• [Exercise prompt] Lay out every line of the records below as a Markdown table with the columns "Row" and "Line," numbering the rows and skipping blank lines. Leave the pictures out of your answer.

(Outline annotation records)
================

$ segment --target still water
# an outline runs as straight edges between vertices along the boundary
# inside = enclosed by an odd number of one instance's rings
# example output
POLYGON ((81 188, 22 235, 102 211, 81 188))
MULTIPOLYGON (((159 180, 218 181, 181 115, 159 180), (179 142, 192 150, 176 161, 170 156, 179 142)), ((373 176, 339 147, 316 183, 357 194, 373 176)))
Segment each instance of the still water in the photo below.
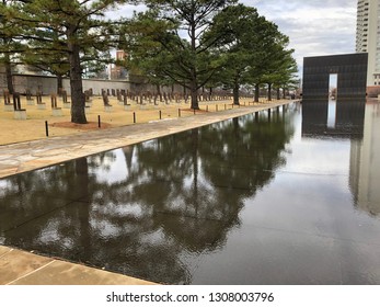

================

• [Response to this exercise]
| Row | Line |
|---|---|
| 1 | $ segment --target still water |
| 2 | # an outline runs as straight edges between vertices along the boundary |
| 3 | # inside = enclosed by an odd number of one instance's rings |
| 4 | # example output |
| 5 | POLYGON ((81 188, 22 235, 102 211, 81 188)) |
| 6 | MULTIPOLYGON (((159 180, 218 181, 181 115, 159 180), (179 142, 192 150, 176 161, 170 156, 179 142)), ((373 176, 339 147, 316 183, 357 194, 373 176))) |
| 7 | Segment each instance of the still water in the photo below. |